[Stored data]
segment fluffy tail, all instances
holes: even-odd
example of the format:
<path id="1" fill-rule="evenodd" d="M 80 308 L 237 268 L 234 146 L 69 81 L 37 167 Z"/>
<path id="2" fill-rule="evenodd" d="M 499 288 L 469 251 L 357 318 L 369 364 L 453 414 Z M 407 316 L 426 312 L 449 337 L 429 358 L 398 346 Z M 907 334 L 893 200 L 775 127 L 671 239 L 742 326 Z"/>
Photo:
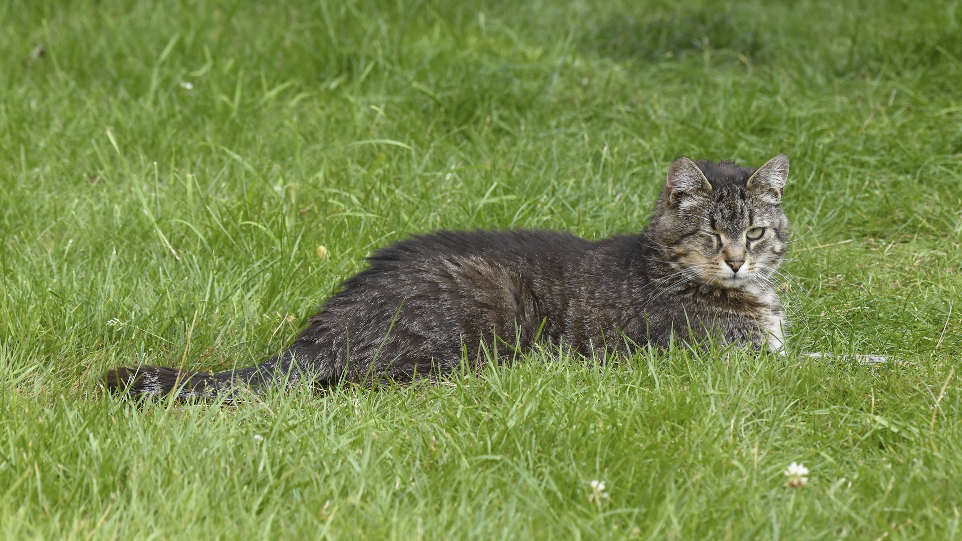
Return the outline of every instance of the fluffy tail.
<path id="1" fill-rule="evenodd" d="M 213 398 L 233 391 L 238 384 L 254 382 L 257 372 L 256 367 L 218 374 L 167 367 L 120 367 L 107 373 L 106 384 L 108 392 L 133 398 L 163 397 L 171 392 L 176 392 L 179 399 Z"/>

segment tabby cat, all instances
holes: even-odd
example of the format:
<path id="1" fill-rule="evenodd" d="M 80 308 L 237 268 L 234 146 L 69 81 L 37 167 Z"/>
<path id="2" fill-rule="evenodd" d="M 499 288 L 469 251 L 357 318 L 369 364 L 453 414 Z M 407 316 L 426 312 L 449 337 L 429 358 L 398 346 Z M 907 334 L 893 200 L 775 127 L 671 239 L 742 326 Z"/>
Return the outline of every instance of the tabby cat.
<path id="1" fill-rule="evenodd" d="M 300 380 L 404 380 L 536 344 L 587 357 L 709 339 L 779 351 L 787 320 L 772 277 L 789 239 L 788 166 L 784 155 L 758 169 L 678 158 L 636 235 L 415 236 L 375 252 L 291 348 L 257 367 L 118 368 L 107 387 L 191 398 Z"/>

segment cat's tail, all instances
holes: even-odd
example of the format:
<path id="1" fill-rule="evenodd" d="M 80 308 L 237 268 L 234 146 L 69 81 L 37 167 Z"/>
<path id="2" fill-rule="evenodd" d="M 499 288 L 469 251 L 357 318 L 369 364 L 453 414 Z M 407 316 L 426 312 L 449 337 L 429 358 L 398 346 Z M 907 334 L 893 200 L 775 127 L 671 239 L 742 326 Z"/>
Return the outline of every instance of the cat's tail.
<path id="1" fill-rule="evenodd" d="M 107 372 L 105 385 L 109 393 L 134 399 L 160 398 L 170 393 L 178 399 L 233 396 L 247 387 L 263 390 L 271 385 L 295 383 L 300 379 L 299 371 L 291 363 L 281 362 L 287 356 L 282 353 L 256 367 L 220 373 L 152 366 L 120 367 Z M 294 374 L 291 370 L 285 371 L 285 368 L 294 368 Z"/>

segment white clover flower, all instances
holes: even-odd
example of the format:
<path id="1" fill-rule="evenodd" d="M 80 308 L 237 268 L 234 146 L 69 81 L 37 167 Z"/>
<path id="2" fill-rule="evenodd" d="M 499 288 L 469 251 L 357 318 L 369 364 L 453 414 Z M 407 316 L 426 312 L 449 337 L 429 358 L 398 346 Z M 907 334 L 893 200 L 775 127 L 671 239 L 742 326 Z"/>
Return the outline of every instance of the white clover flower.
<path id="1" fill-rule="evenodd" d="M 785 470 L 785 477 L 788 480 L 785 481 L 785 486 L 790 486 L 792 488 L 798 488 L 799 486 L 805 486 L 808 482 L 808 468 L 802 466 L 801 464 L 797 464 L 793 462 L 789 465 L 788 469 Z"/>
<path id="2" fill-rule="evenodd" d="M 608 493 L 604 491 L 604 481 L 595 479 L 591 482 L 592 493 L 588 495 L 589 502 L 601 502 L 608 498 Z"/>

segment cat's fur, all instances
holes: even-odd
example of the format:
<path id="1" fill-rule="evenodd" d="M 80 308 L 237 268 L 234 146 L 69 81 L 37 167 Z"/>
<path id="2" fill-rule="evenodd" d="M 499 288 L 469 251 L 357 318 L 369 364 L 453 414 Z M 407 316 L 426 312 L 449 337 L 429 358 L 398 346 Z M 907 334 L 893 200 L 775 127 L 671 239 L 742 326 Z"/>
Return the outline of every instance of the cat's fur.
<path id="1" fill-rule="evenodd" d="M 111 391 L 210 397 L 301 379 L 445 374 L 482 348 L 586 356 L 718 339 L 782 348 L 772 275 L 785 254 L 788 158 L 758 169 L 675 160 L 650 223 L 589 242 L 552 231 L 439 231 L 378 250 L 286 351 L 220 374 L 120 368 Z M 757 240 L 747 237 L 764 230 Z"/>

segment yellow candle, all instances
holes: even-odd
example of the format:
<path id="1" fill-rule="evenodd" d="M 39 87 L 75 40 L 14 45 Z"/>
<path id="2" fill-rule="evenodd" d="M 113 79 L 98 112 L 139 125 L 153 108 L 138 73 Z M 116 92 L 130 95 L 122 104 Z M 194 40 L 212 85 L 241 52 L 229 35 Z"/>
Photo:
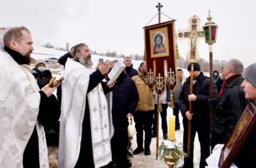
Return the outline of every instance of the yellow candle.
<path id="1" fill-rule="evenodd" d="M 168 138 L 169 140 L 175 139 L 175 116 L 170 116 L 169 118 L 169 130 L 168 134 Z"/>

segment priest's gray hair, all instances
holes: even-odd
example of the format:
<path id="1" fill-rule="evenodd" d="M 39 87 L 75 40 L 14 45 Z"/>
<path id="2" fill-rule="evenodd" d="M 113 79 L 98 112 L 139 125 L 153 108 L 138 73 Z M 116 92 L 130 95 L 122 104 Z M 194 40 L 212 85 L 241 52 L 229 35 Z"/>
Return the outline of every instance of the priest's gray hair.
<path id="1" fill-rule="evenodd" d="M 81 48 L 83 46 L 87 46 L 87 47 L 88 47 L 88 45 L 86 45 L 84 43 L 80 43 L 80 44 L 78 44 L 77 45 L 75 45 L 75 46 L 73 54 L 73 56 L 75 57 L 75 60 L 76 61 L 79 60 L 79 58 L 77 57 L 77 54 L 81 51 Z"/>
<path id="2" fill-rule="evenodd" d="M 10 42 L 11 40 L 14 40 L 20 44 L 22 40 L 22 31 L 26 31 L 30 34 L 31 34 L 28 29 L 25 28 L 24 26 L 13 27 L 10 28 L 7 32 L 6 32 L 5 35 L 3 35 L 3 44 L 5 44 L 5 46 L 9 48 Z"/>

• _WRITTEN TASK_
Turn every line of the entries above into a JSON list of strings, with one string per line and no strings for blank lines. Leave the pictures out.

• _EXERCISE ANSWER_
[
  "segment fluffy tail, all instances",
  "holes: even-odd",
  "example of the format:",
  "<path id=\"1\" fill-rule=\"evenodd\" d=\"M 80 308 L 237 268 L 234 146 L 69 81 L 37 167 Z\"/>",
  "<path id=\"2\" fill-rule=\"evenodd\" d=\"M 499 288 L 469 251 L 357 318 L 369 364 L 453 414 Z M 407 316 L 426 312 L 449 337 L 429 358 L 398 346 Z M 907 334 L 893 200 L 775 127 L 671 239 L 742 326 Z\"/>",
  "Photo:",
  "Return the outline of every instance of the fluffy tail.",
  "<path id=\"1\" fill-rule=\"evenodd\" d=\"M 213 398 L 233 391 L 238 384 L 254 382 L 257 372 L 256 367 L 218 374 L 167 367 L 120 367 L 107 373 L 106 384 L 108 392 L 133 398 L 163 397 L 171 392 L 176 392 L 179 399 Z\"/>",
  "segment tabby cat, all instances",
  "holes: even-odd",
  "example of the format:",
  "<path id=\"1\" fill-rule=\"evenodd\" d=\"M 80 308 L 237 268 L 234 146 L 69 81 L 37 167 Z\"/>",
  "<path id=\"2\" fill-rule=\"evenodd\" d=\"M 499 288 L 469 251 L 357 318 L 369 364 L 453 414 Z M 407 316 L 426 312 L 449 337 L 429 358 L 398 346 Z M 907 334 L 893 200 L 775 127 L 671 239 L 742 326 Z\"/>",
  "Return the outline of every instance of the tabby cat.",
  "<path id=\"1\" fill-rule=\"evenodd\" d=\"M 300 380 L 404 380 L 536 344 L 587 357 L 709 339 L 779 351 L 787 320 L 772 277 L 789 239 L 788 166 L 784 155 L 758 169 L 678 158 L 636 235 L 415 236 L 375 252 L 291 348 L 257 367 L 118 368 L 107 387 L 191 398 Z\"/>",
  "segment cat's tail, all instances",
  "holes: even-odd",
  "example of the format:",
  "<path id=\"1\" fill-rule=\"evenodd\" d=\"M 80 308 L 237 268 L 234 146 L 69 81 L 37 167 Z\"/>",
  "<path id=\"2\" fill-rule=\"evenodd\" d=\"M 499 288 L 469 251 L 357 318 L 369 364 L 453 414 Z M 407 316 L 426 312 L 449 337 L 429 358 L 398 346 Z M 907 334 L 893 200 L 775 127 L 671 239 L 742 326 Z\"/>",
  "Return the outline of every instance of the cat's tail.",
  "<path id=\"1\" fill-rule=\"evenodd\" d=\"M 107 372 L 105 385 L 109 393 L 134 399 L 160 398 L 170 393 L 178 399 L 233 396 L 247 387 L 263 390 L 271 385 L 295 383 L 300 379 L 299 371 L 291 363 L 281 362 L 287 356 L 282 353 L 256 367 L 220 373 L 152 366 L 120 367 Z M 294 374 L 291 370 L 285 371 L 285 368 L 294 368 Z\"/>",
  "segment white clover flower, all instances",
  "holes: even-odd",
  "example of the format:",
  "<path id=\"1\" fill-rule=\"evenodd\" d=\"M 80 308 L 237 268 L 234 146 L 69 81 L 37 167 Z\"/>",
  "<path id=\"2\" fill-rule=\"evenodd\" d=\"M 499 288 L 469 251 L 357 318 L 369 364 L 453 414 Z M 407 316 L 426 312 L 449 337 L 429 358 L 398 346 Z M 907 334 L 893 200 L 775 127 L 671 239 L 742 326 Z\"/>",
  "Return the outline of every instance of the white clover flower.",
  "<path id=\"1\" fill-rule=\"evenodd\" d=\"M 785 470 L 785 477 L 788 480 L 785 481 L 785 486 L 790 486 L 792 488 L 798 488 L 799 486 L 805 486 L 808 482 L 808 468 L 802 466 L 801 464 L 797 464 L 793 462 L 789 465 L 788 469 Z\"/>",
  "<path id=\"2\" fill-rule=\"evenodd\" d=\"M 608 493 L 604 491 L 604 481 L 595 479 L 591 482 L 592 493 L 588 495 L 589 502 L 601 502 L 608 498 Z\"/>",
  "segment cat's fur, all instances",
  "holes: even-odd",
  "example of the format:",
  "<path id=\"1\" fill-rule=\"evenodd\" d=\"M 80 308 L 237 268 L 234 146 L 69 81 L 37 167 Z\"/>",
  "<path id=\"2\" fill-rule=\"evenodd\" d=\"M 499 288 L 469 251 L 357 318 L 369 364 L 453 414 Z M 407 316 L 426 312 L 449 337 L 429 358 L 398 346 Z M 907 334 L 893 200 L 775 127 L 671 239 L 742 326 Z\"/>",
  "Return the outline of every instance of the cat's fur.",
  "<path id=\"1\" fill-rule=\"evenodd\" d=\"M 111 391 L 210 397 L 301 379 L 445 374 L 482 348 L 586 356 L 718 339 L 782 348 L 772 275 L 785 254 L 788 158 L 758 169 L 675 160 L 650 223 L 589 242 L 552 231 L 439 231 L 378 250 L 286 351 L 220 374 L 120 368 Z M 757 240 L 747 237 L 764 230 Z\"/>",
  "segment yellow candle, all instances",
  "holes: even-odd",
  "example of the format:",
  "<path id=\"1\" fill-rule=\"evenodd\" d=\"M 39 87 L 75 40 L 14 45 Z\"/>",
  "<path id=\"2\" fill-rule=\"evenodd\" d=\"M 113 79 L 98 112 L 139 125 L 153 108 L 138 73 Z M 116 92 L 130 95 L 122 104 Z M 194 40 L 212 85 L 241 52 L 229 35 Z\"/>",
  "Photo:",
  "Return the outline of every instance of the yellow candle.",
  "<path id=\"1\" fill-rule=\"evenodd\" d=\"M 168 138 L 169 140 L 175 139 L 175 116 L 170 116 L 169 118 L 169 130 L 168 134 Z\"/>",
  "segment priest's gray hair, all instances",
  "holes: even-odd",
  "example of the format:",
  "<path id=\"1\" fill-rule=\"evenodd\" d=\"M 39 87 L 75 40 L 14 45 Z\"/>",
  "<path id=\"2\" fill-rule=\"evenodd\" d=\"M 113 79 L 98 112 L 139 125 L 153 108 L 138 73 Z M 116 92 L 130 95 L 122 104 Z M 194 40 L 212 85 L 241 52 L 229 35 Z\"/>",
  "Return the outline of every instance of the priest's gray hair.",
  "<path id=\"1\" fill-rule=\"evenodd\" d=\"M 81 48 L 83 46 L 87 46 L 87 47 L 88 47 L 88 45 L 86 45 L 84 43 L 80 43 L 80 44 L 78 44 L 77 45 L 75 45 L 75 46 L 73 54 L 73 56 L 75 57 L 75 60 L 76 61 L 79 60 L 79 58 L 77 57 L 77 54 L 81 51 Z\"/>",
  "<path id=\"2\" fill-rule=\"evenodd\" d=\"M 10 42 L 11 40 L 14 40 L 20 44 L 22 40 L 22 31 L 26 31 L 30 34 L 31 34 L 28 29 L 25 28 L 24 26 L 13 27 L 10 28 L 7 32 L 6 32 L 5 35 L 3 35 L 3 44 L 5 44 L 5 46 L 9 48 Z\"/>"
]